• **Exercise instructions**
Transcribe the part of the thread about defending a thesis that starts with "## isis (Apr" and goes on through "(Aug 26, 2009)".

• **Reading passage**
--- START ---

# I'm defending my thesis please comment



## isis (Apr 30, 2008)

I'm defending my thesis in a few days. None of my friends understand why I'm so nervous, no one understands. I know that technically I can do it because after all I've survived university all these years. 
But I'm still _terrified_. If you can post some encouragement comments or something it would really help, please. Thank you.


----------



## Prakas (Aug 26, 2009)

The only thing that really has helped me, is practicing in the mirror. Be prepared for it, and you shouldn't be as nervous. Just practice in the mirror once or twice a night before bed.


----------



## Alys (Oct 29, 2009)

Prakas said:


> Be prepared for it, and you shouldn't be as nervous. Just practice in the mirror once or twice a night before bed.


I agree...and like you said you've survived all of these years at school, so you have it in you to do it!


----------



## zookeeper (Jun 3, 2009)

Remember that you know your material better than they do. Professors like to act like they know everything, but you're the expert on this topic!


----------



## delirium (Jun 24, 2009)

--- END ---

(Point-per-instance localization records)
--- START ---

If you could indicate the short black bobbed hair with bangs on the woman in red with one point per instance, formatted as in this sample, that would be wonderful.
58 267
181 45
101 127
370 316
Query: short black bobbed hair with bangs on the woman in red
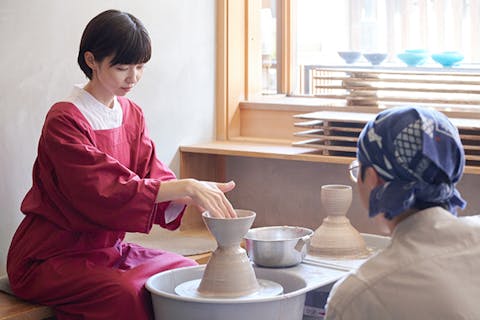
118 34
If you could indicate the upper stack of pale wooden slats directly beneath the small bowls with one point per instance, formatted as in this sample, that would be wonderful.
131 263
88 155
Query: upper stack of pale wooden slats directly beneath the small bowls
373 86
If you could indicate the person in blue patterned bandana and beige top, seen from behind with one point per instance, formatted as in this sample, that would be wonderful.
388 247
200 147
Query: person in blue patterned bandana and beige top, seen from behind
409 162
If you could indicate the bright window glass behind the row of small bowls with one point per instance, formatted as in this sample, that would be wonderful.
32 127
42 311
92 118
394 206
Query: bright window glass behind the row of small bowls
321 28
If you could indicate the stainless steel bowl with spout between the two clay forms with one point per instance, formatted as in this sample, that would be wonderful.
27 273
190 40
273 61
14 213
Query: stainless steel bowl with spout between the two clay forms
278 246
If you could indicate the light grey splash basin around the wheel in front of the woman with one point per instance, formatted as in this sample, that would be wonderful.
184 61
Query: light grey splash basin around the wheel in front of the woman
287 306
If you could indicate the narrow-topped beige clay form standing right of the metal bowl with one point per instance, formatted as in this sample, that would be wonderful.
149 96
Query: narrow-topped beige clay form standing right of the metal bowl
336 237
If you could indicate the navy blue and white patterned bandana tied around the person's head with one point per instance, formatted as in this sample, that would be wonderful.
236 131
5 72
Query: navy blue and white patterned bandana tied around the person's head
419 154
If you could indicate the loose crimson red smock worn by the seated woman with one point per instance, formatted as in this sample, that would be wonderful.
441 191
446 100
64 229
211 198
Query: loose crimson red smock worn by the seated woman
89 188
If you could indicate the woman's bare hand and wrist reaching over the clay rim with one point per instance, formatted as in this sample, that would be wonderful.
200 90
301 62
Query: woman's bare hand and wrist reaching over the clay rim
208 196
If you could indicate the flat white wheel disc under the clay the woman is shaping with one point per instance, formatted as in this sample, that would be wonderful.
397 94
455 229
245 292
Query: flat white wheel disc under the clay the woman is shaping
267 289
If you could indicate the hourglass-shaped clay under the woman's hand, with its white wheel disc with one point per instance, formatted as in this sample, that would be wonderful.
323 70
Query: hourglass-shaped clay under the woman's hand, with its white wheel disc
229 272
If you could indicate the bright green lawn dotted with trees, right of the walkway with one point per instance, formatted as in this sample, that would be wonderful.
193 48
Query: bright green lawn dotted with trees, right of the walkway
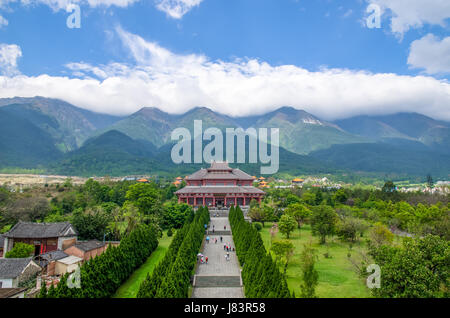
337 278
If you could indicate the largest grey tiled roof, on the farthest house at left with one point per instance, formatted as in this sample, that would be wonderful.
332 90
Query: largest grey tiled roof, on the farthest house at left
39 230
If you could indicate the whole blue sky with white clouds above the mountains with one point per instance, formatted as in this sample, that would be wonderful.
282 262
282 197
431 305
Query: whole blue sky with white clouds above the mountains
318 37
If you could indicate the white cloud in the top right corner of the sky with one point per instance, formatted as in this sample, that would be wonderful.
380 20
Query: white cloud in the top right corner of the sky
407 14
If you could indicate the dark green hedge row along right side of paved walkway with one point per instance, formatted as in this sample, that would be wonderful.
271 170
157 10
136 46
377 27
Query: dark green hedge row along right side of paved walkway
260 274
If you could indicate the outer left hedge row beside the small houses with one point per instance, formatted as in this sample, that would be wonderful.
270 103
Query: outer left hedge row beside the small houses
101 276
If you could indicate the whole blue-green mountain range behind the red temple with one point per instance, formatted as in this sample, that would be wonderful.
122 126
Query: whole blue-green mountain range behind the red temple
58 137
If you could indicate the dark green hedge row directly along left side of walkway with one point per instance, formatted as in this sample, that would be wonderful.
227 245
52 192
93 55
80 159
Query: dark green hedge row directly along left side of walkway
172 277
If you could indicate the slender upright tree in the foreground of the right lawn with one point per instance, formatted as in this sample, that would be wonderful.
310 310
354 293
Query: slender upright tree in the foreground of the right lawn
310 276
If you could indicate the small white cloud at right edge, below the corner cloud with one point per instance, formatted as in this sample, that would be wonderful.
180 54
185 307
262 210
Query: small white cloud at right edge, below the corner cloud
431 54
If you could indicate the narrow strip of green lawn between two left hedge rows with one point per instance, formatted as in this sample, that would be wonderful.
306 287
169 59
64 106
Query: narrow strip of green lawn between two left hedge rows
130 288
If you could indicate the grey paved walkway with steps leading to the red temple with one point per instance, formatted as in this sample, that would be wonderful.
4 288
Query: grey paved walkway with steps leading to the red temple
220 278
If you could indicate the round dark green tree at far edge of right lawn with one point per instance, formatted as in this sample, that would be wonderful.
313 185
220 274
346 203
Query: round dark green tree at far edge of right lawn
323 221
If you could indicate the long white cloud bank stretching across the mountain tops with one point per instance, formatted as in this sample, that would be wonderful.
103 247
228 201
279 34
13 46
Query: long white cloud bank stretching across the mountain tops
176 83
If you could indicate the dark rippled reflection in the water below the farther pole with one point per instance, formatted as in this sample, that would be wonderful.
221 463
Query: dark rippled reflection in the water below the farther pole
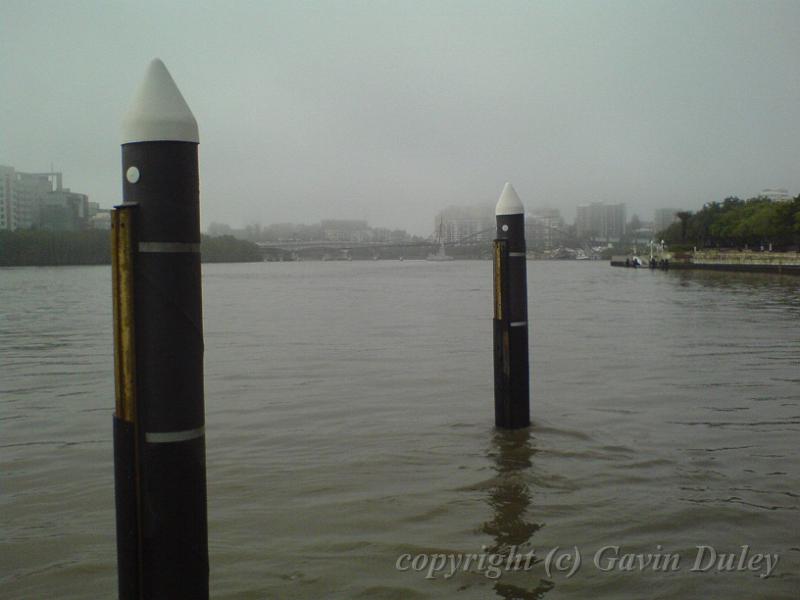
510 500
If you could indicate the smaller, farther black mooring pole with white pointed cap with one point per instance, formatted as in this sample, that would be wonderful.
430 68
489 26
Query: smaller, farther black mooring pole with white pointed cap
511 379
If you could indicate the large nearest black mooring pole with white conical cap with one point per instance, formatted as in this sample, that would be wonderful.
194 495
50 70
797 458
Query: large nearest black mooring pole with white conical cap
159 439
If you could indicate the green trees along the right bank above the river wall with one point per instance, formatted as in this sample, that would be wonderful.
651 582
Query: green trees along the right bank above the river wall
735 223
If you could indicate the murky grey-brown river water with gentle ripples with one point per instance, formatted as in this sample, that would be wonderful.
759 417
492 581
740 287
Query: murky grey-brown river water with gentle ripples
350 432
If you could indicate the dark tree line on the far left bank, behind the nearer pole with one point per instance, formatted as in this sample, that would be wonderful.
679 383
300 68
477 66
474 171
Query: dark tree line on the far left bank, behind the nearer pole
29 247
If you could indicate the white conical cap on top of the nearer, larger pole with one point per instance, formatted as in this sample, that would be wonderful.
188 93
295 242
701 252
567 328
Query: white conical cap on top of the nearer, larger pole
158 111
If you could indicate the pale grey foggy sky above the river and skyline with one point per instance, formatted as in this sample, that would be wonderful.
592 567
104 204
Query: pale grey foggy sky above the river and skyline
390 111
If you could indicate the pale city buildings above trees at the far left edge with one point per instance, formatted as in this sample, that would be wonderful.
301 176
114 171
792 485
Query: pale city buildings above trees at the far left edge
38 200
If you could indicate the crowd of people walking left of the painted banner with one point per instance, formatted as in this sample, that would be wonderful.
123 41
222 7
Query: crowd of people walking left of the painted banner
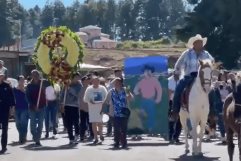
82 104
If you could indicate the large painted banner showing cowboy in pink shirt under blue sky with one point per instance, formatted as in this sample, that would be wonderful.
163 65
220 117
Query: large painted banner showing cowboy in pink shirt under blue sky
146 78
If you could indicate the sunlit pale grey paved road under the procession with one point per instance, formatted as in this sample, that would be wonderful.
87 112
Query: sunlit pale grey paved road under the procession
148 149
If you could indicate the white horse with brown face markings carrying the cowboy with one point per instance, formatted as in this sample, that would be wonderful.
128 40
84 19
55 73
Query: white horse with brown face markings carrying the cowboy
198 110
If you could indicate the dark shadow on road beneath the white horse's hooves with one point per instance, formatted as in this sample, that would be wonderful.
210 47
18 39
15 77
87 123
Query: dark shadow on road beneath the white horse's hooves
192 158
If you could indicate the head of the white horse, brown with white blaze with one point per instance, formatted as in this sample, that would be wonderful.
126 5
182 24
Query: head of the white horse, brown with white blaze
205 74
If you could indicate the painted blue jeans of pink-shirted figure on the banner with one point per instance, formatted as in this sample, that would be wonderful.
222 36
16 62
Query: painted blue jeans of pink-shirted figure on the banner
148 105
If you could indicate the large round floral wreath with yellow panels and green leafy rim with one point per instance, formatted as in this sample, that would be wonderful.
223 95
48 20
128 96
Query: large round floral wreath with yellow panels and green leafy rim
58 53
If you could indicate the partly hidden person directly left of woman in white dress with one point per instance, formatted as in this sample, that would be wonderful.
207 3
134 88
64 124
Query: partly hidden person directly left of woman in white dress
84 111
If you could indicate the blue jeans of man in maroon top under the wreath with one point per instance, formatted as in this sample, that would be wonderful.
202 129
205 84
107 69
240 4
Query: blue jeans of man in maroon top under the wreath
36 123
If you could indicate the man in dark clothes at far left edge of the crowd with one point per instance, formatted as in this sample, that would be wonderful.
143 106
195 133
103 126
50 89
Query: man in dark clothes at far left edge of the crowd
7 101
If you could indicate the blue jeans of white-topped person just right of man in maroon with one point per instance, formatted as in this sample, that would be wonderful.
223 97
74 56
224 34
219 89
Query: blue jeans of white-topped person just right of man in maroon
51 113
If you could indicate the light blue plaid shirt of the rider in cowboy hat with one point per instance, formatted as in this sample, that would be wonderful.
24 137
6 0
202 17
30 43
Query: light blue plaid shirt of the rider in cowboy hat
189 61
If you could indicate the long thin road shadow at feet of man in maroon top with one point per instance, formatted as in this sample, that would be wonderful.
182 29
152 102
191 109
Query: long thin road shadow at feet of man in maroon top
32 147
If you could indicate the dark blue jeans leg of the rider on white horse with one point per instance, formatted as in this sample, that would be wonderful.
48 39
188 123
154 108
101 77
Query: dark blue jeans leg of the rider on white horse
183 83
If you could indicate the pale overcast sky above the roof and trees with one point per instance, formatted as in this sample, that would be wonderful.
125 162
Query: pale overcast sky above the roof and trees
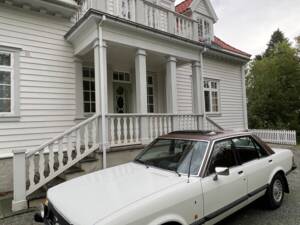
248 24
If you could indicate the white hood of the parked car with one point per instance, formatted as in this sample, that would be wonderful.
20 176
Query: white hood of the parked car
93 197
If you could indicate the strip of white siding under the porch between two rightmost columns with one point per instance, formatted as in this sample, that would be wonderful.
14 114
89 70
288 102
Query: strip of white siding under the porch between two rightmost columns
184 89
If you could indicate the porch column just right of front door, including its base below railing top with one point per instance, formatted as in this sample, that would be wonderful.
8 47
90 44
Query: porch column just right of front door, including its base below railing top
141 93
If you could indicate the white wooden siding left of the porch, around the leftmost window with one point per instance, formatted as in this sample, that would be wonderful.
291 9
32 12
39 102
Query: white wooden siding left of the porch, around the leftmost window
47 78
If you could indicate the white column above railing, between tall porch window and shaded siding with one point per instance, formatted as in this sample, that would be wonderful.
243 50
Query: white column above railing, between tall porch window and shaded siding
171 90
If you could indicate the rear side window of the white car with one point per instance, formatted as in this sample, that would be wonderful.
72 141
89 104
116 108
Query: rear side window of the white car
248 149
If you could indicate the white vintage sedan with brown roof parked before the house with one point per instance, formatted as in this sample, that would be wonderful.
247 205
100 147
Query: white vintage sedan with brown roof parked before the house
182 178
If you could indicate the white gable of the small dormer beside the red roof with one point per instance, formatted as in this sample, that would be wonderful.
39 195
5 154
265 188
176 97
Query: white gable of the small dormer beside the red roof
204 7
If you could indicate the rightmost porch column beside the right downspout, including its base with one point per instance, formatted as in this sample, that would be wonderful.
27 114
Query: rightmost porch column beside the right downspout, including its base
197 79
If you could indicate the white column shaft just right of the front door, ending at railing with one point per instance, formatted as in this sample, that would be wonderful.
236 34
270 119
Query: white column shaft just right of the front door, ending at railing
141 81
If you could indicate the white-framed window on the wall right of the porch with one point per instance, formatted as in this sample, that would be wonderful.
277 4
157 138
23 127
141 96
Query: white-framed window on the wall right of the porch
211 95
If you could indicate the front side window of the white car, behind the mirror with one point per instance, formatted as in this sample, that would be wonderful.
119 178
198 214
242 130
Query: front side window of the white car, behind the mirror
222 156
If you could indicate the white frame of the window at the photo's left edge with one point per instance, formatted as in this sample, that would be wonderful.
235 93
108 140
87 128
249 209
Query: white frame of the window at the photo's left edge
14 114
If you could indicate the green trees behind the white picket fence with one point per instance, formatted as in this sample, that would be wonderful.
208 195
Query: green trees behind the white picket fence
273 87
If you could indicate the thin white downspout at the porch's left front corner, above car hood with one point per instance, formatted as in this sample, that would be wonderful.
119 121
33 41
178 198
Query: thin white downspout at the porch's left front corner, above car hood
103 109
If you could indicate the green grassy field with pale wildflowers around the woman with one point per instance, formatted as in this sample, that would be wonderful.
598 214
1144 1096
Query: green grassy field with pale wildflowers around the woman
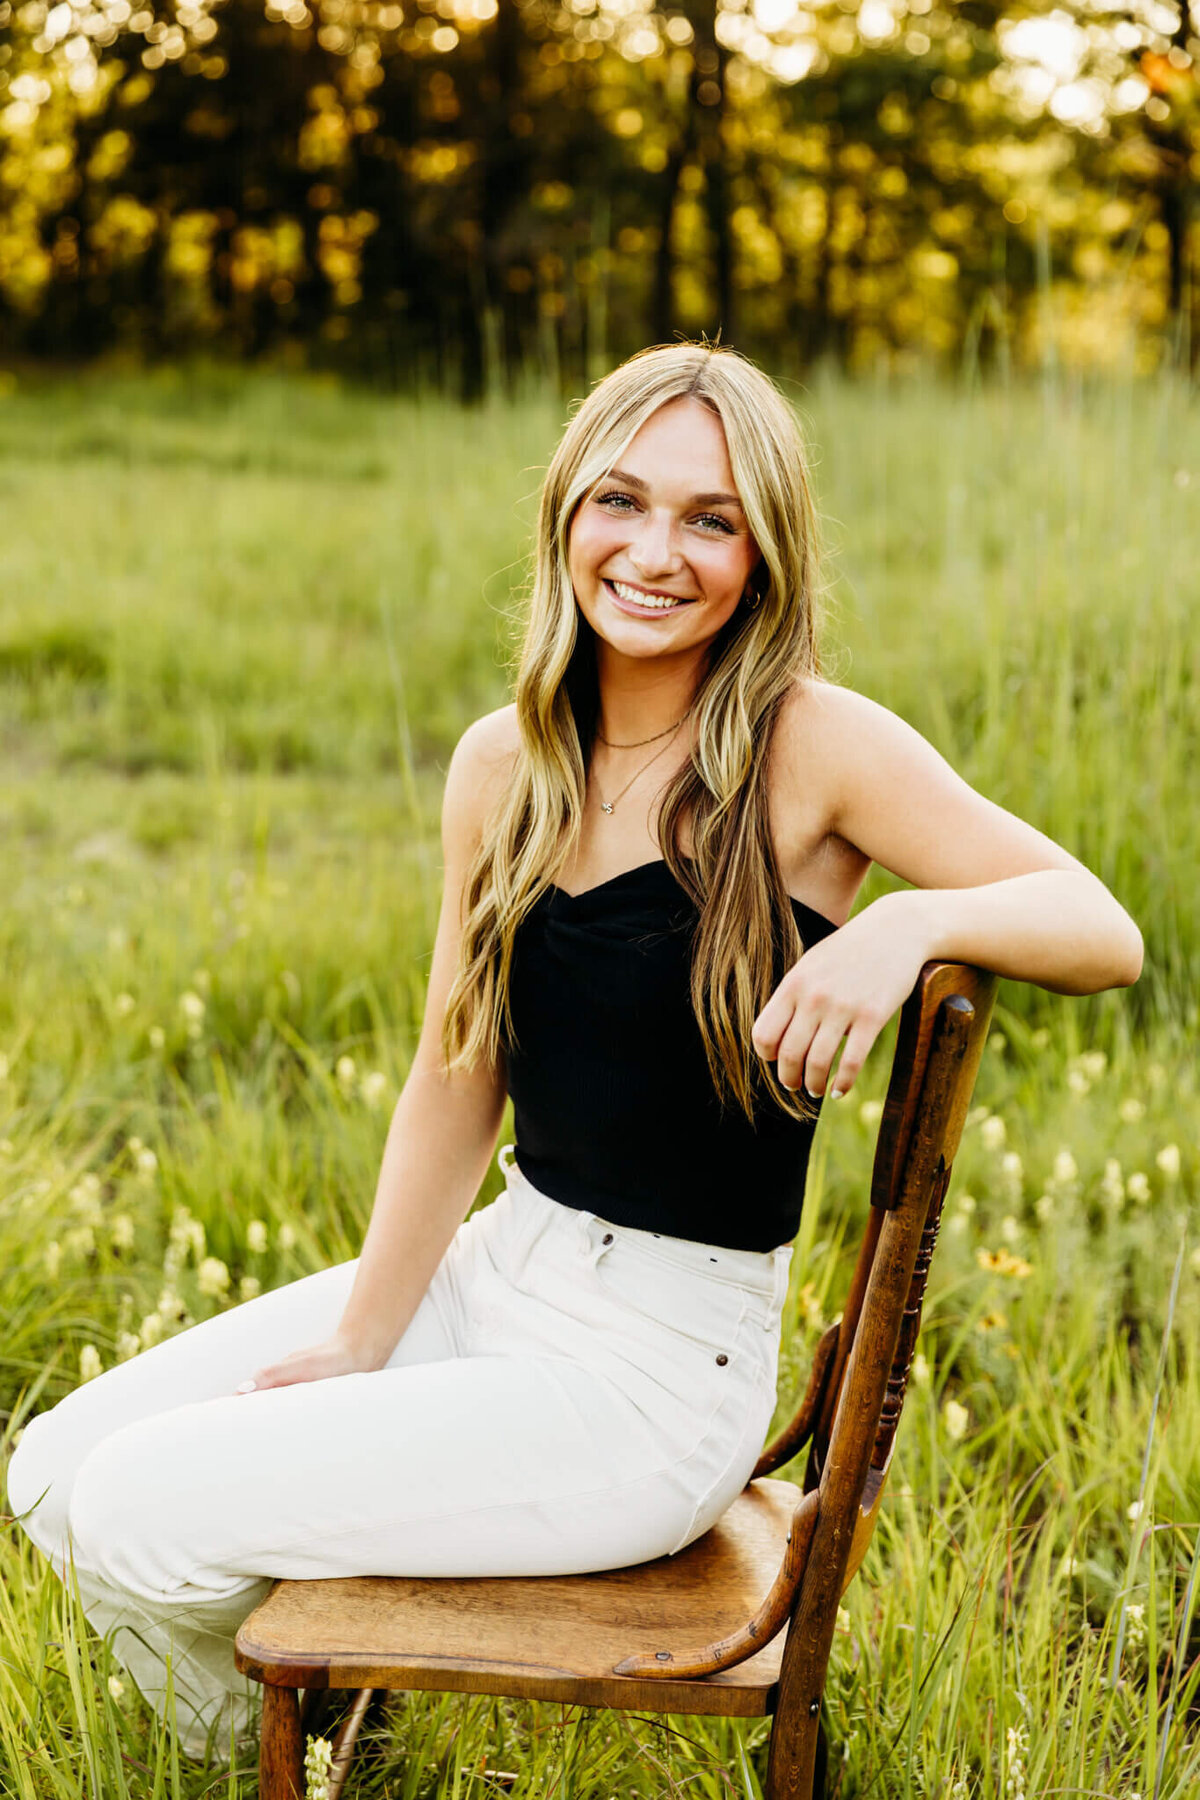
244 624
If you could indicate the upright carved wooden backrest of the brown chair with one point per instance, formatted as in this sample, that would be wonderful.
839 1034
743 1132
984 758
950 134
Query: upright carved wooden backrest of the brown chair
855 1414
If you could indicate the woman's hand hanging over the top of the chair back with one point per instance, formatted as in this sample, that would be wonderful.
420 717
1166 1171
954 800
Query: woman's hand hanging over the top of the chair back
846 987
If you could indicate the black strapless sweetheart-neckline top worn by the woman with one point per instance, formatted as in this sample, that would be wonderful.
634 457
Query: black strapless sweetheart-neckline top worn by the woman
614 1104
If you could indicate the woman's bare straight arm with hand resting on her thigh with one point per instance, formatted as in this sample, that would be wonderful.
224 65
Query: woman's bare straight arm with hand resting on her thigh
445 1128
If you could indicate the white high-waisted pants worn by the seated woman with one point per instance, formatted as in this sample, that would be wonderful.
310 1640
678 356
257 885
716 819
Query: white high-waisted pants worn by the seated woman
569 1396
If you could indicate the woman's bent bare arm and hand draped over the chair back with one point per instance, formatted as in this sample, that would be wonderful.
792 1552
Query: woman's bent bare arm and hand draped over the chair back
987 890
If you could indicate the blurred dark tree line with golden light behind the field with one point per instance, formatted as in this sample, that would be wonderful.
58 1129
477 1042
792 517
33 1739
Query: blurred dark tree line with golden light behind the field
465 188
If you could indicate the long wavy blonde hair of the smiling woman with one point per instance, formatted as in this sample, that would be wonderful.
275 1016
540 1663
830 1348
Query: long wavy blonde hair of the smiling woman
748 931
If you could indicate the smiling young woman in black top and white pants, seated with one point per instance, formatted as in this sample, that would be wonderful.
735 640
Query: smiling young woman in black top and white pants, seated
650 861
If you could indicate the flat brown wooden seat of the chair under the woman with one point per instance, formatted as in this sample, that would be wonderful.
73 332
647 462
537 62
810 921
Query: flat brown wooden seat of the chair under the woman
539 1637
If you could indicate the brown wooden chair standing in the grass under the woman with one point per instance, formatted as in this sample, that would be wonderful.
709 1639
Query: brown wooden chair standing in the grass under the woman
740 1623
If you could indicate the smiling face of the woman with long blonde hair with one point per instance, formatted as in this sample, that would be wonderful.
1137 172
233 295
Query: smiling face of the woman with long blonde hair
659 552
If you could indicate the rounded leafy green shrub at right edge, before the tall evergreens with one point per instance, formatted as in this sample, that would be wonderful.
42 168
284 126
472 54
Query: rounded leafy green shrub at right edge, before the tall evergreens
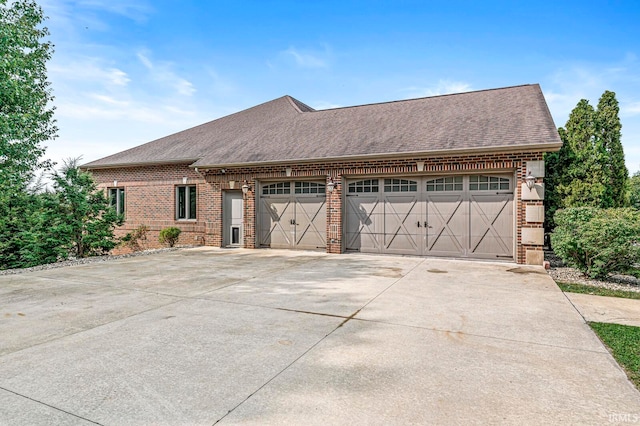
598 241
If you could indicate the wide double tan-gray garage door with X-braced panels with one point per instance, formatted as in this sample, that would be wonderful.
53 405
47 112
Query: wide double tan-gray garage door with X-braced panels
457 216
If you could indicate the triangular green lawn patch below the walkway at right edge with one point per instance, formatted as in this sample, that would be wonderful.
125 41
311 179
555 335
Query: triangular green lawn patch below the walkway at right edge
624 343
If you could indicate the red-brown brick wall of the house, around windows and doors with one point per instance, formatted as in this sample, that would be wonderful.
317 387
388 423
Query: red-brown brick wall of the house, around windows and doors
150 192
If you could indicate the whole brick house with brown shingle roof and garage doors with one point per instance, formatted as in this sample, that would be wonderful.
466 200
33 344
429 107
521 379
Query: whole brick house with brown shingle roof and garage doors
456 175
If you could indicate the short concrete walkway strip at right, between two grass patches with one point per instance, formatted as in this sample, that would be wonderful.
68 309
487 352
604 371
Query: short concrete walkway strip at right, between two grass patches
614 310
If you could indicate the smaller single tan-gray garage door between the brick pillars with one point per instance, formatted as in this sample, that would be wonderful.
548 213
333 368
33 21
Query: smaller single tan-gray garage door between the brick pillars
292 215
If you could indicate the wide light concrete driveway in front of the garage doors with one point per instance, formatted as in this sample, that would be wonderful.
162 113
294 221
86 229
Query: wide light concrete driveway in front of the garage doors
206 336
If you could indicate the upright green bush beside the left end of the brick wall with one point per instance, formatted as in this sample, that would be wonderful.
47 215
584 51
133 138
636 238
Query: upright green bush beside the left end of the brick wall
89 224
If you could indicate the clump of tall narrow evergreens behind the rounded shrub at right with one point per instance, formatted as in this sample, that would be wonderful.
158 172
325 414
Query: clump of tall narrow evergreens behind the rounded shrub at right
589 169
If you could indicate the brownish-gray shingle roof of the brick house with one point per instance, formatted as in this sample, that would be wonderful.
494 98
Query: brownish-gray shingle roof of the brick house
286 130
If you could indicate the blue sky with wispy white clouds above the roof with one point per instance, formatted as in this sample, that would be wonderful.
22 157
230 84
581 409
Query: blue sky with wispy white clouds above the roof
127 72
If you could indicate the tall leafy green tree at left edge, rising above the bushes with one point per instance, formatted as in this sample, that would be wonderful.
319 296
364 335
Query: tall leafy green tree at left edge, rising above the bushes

--- END ---

• **Answer for this exercise**
## isis (Apr 30, 2008)

I'm defending my thesis in a few days. None of my friends understand why I'm so nervous, no one understands. I know that technically I can do it because after all I've survived university all these years. 
But I'm still _terrified_. If you can post some encouragement comments or something it would really help, please. Thank you.


----------



## Prakas (Aug 26, 2009)